**MATERIAL**.
━━━━━━━━━━━━━━━━━━━━

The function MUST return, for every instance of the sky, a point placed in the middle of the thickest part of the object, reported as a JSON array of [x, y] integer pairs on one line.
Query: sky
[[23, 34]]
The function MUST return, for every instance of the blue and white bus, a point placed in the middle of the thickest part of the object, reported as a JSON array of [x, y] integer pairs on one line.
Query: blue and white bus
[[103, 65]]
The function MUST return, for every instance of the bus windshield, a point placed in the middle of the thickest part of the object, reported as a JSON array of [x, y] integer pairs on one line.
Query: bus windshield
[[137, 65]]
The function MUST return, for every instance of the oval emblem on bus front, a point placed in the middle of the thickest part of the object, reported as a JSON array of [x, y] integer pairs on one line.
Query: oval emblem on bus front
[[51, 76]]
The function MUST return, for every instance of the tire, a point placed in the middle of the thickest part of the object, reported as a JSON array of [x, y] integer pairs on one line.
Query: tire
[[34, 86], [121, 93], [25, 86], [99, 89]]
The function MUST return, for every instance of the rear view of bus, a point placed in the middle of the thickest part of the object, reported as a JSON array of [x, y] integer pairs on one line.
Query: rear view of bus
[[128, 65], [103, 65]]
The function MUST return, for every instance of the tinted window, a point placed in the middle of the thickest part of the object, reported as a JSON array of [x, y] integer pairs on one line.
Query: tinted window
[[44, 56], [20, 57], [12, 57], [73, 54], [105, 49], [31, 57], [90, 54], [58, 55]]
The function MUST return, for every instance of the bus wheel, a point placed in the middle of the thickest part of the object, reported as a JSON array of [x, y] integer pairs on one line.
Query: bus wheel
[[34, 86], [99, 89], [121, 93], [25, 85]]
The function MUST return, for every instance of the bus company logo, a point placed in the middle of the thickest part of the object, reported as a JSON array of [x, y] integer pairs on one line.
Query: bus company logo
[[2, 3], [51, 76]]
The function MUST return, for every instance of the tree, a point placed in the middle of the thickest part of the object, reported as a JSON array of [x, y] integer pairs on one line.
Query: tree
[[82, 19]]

━━━━━━━━━━━━━━━━━━━━

**GIVEN EXERCISE**. Copy all the records above, replacing "thickest part" with "widest part" and keeping everything else the same.

**OUTPUT FOR THIS EXERCISE**.
The function MUST return, for every instance of the sky, a point placed in the middle of the widest part of the object, reported as a JSON array of [x, y] integer pairs on one line.
Query: sky
[[23, 34]]
The function MUST return, for every instance of the blue and white bus, a point placed in the middle of the widest part of the object, reported as a JSON array of [x, y] integer pairs on one line.
Query: blue and white bus
[[103, 65]]
The function MUST return, for every instance of the bus windshield, a point placed in the middle of the widest part of the object, reported as a JSON array of [x, y] integer pairs on one line.
Query: bus windshield
[[137, 65]]
The function MUST return, for every instance of the oval emblem on bus front, a point placed in the middle of the widest part of the object, reported as a JSON array of [x, y] integer pairs on one line.
Query: oval emblem on bus front
[[51, 76]]
The function MUST return, for every instance of the tire, a point placed in the middle of the widest part of the object, reported as a JSON array of [x, y] integer pairs on one line.
Query: tire
[[34, 86], [121, 93], [25, 86], [99, 89]]
The function MUST return, for every instance of the rear view of bus, a point placed in the middle of the widest part of the object, reported as a JSON array of [x, y] integer pairs on one line.
Query: rear view of bus
[[128, 65], [103, 65]]
The function MUST return, for every instance of the tinted window, a point placed in the middle of the widest part of the object, reported as a JSON array of [x, y] integer pairs on one line.
Query: tinted window
[[44, 56], [20, 57], [12, 57], [73, 54], [105, 49], [31, 57], [90, 54], [58, 55]]
The function MUST return, for every instance of the bus wheel, a point placed in the middle of the widest part of the object, reported as a JSON array of [x, y] integer pairs on one line.
Query: bus wheel
[[34, 86], [99, 89], [121, 93], [25, 85]]
The function MUST return, for every instance of the bus company logo, a point placed in the middle of the widest part of the object, reported as a JSON array of [x, y] integer pairs on one line.
Query: bus company logo
[[2, 3], [51, 76]]
The function MUST return, for every instance of the tree, a point placed in the middle of the widest part of the object, reported as a JSON array of [x, y] integer pairs on one line.
Query: tree
[[82, 19]]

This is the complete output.